**LISTE DES ACTIVITÉS:**
**A)** D'après le texte fourni sur la parole en acte, à quoi Lacan assimilait-il la frénésie du « Un » ?
**B)** Poursuivez le texte fourni sur la parole en acte à la suite de sa dernière phrase.

**TEXTE FOURNI:**
-*-
La puissance de la parole en acte
Dans un entretien sur « Les prophéties de Lacan » [1], Jacques-Alain Miller introduit le Un dans sa dimension tyrannique qui s’étend à « tous les champs de l’activité humaine ». « Et impossible d’y couper, poursuit-il, car la suprématie du ‘‘Un’’ provient du langage lui-même. Cette frénésie, Lacan l’assimilait à la pulsion de mort ».
Le bonheur serait ainsi promis par le droit à jouir du Un-tout-seul dont les accents surmoïques poussent l’être parlant à se faire objet du malaise. Les symptômes contemporains relèvent de cette logique du Un propre au modèle de l’addiction tel, par exemple, l’anorexie. La promesse du Un – la fameuse harmonie entre le corps et l’esprit – devient alors grimaçante et confine l’être parlant à son mode de jouissance mortifère. Le lien à l’Autre se délite tandis que le centrage sur l’objet produit l’angoisse et ses variantes.
Le CPCT met alors « à l’épreuve le réel qui fait souffrir, et retourne le discours du maître en discours de l’analyste qui n’est pas un discours de domination » [2]. Ainsi, dans certains cas, les signifiants sont comme gelés, fixes. Le « Un » gouverne mais désoriente. Le dépôt d’une parole, qui n’est jusque-là jamais advenue comme telle, auprès d’un Autre dans le lien transférentiel, peut permettre de les cerner. La constitution d’une nouvelle identification imaginaire, plus stable, et qui peut contrer les effets mortifères de la jouissance peut constituer un trajet. Ainsi, pour cette patiente déboussolée dans son lien à l’enfant, les séances au CPCT lui ont permis de nommer la fonction maternelle, de passer de la mère « cadrante » à la mère « aidante ». Ou encore celle-ci, qui trouve dans les diagnostics contemporains un allègement de sa culpabilité en tant que mère, ce qui l’ouvre à un savoir lui permettant de se dégager de l’impératif de perfection.
Dans d’autres cas, moins fréquents, les signifiants inconscients peuvent être mobilisés et rendre possible la mise en forme du symptôme. La mise en circulation de la parole permet d’activer les signifiants déjà là, mais refoulés. Ils trouvent à se nouer au signifiant « CPCT » qui peut devenir un lieu d’adresse et de supposition de savoir. Un transfert se noue à la psychanalyse, et un désir de savoir sur l’inconscient émerge.
-*-
**EXTRAIT DES DONNÉES:**

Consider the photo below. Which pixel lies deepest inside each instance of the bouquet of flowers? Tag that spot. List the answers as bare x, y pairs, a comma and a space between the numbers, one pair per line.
-*-
**RÉPONSES AUX CONSIGNES:**
**A)** À la pulsion de mort.

**B)**
Le CPCT peut se faire le relais de l’événement traumatique qui a produit une rupture, une cassure, un trou. Son offre est à chaque fois unique et inédite, réceptacle des signifiants les plus intimes d’un sujet. En ceci, le consultant orienté par la psychanalyse lacanienne sait, par le travail de sa propre analyse, se faire le lecteur discret mais éclairé de ce qui se répète, de ce qui insiste, au gré des contingences d’une vie. « En ce sens, le symptôme est ce que la psychanalyse a de plus réel » [3], énonce Jacques-Alain Miller. Le CPCT est un lien d’élaboration sur les symptômes contemporains et leurs effets sur les corps parlants ; sa visée est d’inventer à partir du trou. Ainsi, comme le mentionnait Lacan : « Ce n’est pas parce que le sens de leur interprétation a eu des effets que les analystes sont dans le vrai, puisque même serait-elle juste, ses effets sont incalculables. Elle ne témoigne de nul savoir, puisqu’à le prendre dans sa définition classique, le savoir s’assure d’une possible prévision. Ce qu’ils ont à savoir, c’est qu’il y en a un de savoir qui ne calcule pas, mais qui n’en travaille pas moins pour la jouissance » [4]. La psychanalyse touche à l’être, et ses effets, bien réels, ne sauraient être quantifiables. Le CPCT témoigne de la puissance de la parole en acte.
* Laetitia Jodeau-Belle est Directrice du CPCT-Parents de Rennes.
[1] Miller J.-A. « Les prophéties de Lacan », entretien, Le Point, 18 août 2011, disponible sur internet.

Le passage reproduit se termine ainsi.